■ Excerpt to read ■

DNA data storage is an attractive technology because it has the potential to store a tremendous amount of data in a small package, it can store that data for a long time, and it does so in an energy-efficient way. However, until now, it wasn’t possible to preview the data in a file stored as DNA – if you wanted to know what a file was, you had to “open” the entire file.
“The advantage to our technique is that it is more efficient in terms of time and money,” says Kyle Tomek, lead author of a paper on the work and a Ph.D. student in Prof. Keung’s research group. “If you are not sure which file has the data you want, you don’t have to sequence all of the DNA in all of the potential files. Instead, you can sequence much smaller portions of the DNA files to serve as previews.”
Here’s a quick overview of how this works.
Users “name” their data files by attaching sequences of DNA called primer-binding sequences to the ends of DNA strands that are storing information. To identify and extract a given file, most systems use polymerase chain reaction (PCR). Specifically, they use a small DNA primer that matches the corresponding primer-binding sequence to identify the DNA strands containing the file they want. The system then uses PCR to make lots of copies of the relevant DNA strands, then sequences the entire sample. Because the process makes numerous copies of the targeted DNA strands, the signal of the targeted strands is stronger than the rest of the sample, making it possible to identify the targeted DNA sequence and read the file.
However, one challenge that DNA data storage researchers have grappled with is that if two or more files have similar file names, the PCR will inadvertently copy pieces of multiple data files. As a result, users have to give files very distinct names to avoid getting messy data.

■ Material supplied ■
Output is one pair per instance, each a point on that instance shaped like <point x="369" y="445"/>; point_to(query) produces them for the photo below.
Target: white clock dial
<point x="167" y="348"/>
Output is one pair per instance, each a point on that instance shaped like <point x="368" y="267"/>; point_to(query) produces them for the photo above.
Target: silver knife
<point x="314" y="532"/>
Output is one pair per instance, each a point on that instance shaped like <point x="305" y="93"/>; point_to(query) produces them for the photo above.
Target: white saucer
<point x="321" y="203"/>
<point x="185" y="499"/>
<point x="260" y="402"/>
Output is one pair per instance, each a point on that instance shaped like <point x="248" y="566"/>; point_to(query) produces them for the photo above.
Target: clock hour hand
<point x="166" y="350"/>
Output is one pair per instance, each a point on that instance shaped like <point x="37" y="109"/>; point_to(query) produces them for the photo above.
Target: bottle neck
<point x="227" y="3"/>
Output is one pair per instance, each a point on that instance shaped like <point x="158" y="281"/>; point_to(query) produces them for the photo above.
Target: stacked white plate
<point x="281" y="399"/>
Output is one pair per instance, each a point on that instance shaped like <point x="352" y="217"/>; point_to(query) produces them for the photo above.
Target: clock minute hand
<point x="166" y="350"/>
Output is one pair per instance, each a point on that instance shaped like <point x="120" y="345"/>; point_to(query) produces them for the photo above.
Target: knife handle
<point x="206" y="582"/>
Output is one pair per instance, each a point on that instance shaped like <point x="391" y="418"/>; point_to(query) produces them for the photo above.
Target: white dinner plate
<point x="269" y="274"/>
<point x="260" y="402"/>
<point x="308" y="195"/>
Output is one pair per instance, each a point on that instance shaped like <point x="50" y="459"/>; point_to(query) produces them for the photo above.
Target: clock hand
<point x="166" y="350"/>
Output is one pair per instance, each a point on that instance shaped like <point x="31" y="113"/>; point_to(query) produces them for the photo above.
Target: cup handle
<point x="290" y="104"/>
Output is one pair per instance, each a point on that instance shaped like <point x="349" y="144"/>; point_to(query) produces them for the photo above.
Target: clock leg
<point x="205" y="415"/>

■ Activities ■
1. Translate this sentence from the DNA data storage excerpt into Spanish: "To identify and extract a given file, most systems use polymerase chain reaction (PCR)."
2. Write the next part of the DNA data storage excerpt, picking up after its final sentence.
The listing comes from a different source than the excerpt on DNA data storage.

■ Your responses ■
1. Para identificar y extraer un archivo determinado, la mayoría de los sistemas utilizan la reacción en cadena de la polimerasa (PCR).

2.
“At some point it occurred to us that we might be able to use these interactions as a tool, rather than viewing it as a problem,” says Prof. Keung, co-corresponding author of the paper on the work.
Specifically, the researchers developed a technique that makes use of similar file names to let them open either an entire file or a subset of that file. This works by using a specialized convention when naming a file and a given subset of the file. They can choose whether to open the entire file, or just the “preview” version, by manipulating several parameters of the PCR process: the temperature, the concentration of DNA in the sample, and the types and concentrations of reagents in the sample.
“Our technique makes the system more complex,” says Dr. James Tuck, co-corresponding author of the paper and a professor of computer engineering at NC State. “This means that we have to be even more careful in managing both the file-naming conventions and the conditions of PCR. However, this makes the system both more data-efficient and substantially more user friendly.”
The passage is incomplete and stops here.